What is needed is an exact copy of the lines in the listing below, from the one with "One point per instance, each like (25, 63)." up to and including the one with "One point per instance, each like (105, 124).", with no other lines.

─── GIVEN DATA

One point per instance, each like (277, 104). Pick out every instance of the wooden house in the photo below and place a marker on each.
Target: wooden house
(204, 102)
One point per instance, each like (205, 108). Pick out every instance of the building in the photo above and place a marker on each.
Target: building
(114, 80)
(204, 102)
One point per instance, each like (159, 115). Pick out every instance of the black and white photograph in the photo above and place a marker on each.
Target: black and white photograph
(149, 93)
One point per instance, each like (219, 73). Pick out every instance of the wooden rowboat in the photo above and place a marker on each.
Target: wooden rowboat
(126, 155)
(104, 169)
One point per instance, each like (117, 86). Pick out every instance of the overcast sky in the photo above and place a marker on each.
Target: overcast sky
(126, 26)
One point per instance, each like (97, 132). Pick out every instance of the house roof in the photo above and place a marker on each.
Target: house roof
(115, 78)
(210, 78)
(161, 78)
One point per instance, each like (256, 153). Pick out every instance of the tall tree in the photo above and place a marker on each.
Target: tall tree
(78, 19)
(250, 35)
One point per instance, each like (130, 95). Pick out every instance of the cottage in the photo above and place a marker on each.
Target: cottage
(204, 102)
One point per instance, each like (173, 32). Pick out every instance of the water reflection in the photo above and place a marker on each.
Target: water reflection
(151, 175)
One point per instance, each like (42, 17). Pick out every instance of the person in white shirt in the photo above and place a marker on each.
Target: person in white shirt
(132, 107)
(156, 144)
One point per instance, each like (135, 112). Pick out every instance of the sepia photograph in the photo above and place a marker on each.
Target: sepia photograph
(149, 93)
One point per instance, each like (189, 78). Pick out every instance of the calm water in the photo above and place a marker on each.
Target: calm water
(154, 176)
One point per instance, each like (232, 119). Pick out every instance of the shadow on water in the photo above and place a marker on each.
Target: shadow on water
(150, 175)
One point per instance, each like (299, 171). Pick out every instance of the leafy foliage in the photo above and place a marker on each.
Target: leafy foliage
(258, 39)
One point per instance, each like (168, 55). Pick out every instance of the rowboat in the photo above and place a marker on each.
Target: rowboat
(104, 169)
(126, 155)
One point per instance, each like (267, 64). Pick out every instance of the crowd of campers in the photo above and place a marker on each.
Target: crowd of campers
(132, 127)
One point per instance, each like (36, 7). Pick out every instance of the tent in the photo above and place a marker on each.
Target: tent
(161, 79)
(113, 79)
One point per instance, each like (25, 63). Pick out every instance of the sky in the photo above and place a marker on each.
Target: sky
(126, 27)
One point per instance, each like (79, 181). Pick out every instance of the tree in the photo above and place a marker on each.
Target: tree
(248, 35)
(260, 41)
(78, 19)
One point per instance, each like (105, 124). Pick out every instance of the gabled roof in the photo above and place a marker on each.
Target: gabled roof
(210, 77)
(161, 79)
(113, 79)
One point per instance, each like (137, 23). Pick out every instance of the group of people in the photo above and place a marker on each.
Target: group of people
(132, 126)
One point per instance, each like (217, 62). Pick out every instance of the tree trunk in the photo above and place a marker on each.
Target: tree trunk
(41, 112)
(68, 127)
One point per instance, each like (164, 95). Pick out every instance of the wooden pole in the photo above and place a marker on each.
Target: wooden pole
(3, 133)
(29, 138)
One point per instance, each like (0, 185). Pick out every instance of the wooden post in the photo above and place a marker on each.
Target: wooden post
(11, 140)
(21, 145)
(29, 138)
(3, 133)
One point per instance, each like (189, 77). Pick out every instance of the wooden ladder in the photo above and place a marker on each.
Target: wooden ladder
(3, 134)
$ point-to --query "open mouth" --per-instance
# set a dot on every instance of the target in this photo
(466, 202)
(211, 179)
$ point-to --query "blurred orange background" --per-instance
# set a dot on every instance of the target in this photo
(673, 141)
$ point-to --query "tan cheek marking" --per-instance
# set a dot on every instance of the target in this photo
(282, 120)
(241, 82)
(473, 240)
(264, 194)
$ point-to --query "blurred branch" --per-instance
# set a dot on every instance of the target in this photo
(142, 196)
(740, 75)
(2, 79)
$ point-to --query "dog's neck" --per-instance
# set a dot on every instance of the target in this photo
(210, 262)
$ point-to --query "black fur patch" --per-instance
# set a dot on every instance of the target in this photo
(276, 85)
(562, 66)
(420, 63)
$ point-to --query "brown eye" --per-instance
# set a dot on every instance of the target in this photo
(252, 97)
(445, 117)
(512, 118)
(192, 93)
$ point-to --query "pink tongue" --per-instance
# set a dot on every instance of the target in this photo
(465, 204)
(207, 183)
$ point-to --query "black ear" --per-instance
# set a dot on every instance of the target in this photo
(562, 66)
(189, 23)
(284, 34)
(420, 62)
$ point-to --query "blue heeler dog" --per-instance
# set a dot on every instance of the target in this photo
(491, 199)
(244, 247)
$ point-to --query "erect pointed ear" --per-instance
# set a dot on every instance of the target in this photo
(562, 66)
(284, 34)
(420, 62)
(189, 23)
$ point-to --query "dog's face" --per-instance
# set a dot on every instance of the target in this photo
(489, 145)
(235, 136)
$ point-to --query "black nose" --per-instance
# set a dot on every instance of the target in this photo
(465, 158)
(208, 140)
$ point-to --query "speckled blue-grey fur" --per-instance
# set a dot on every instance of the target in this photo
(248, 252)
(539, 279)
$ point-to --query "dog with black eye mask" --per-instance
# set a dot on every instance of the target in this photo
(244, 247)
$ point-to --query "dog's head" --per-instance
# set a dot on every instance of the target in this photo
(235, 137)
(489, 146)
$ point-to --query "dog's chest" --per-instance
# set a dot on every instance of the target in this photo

──────

**SOLUTION BELOW**
One point per instance, each like (25, 63). Pick out every instance of the sky in the photo above and place a marker on each.
Target: sky
(126, 27)
One point per instance, each like (79, 181). Pick out every instance of the tree in the photo above and place a marker on each.
Target: tree
(248, 35)
(260, 41)
(78, 19)
One point per instance, each like (105, 124). Pick out every instance of the gabled roof in the photo above and place a marker on each.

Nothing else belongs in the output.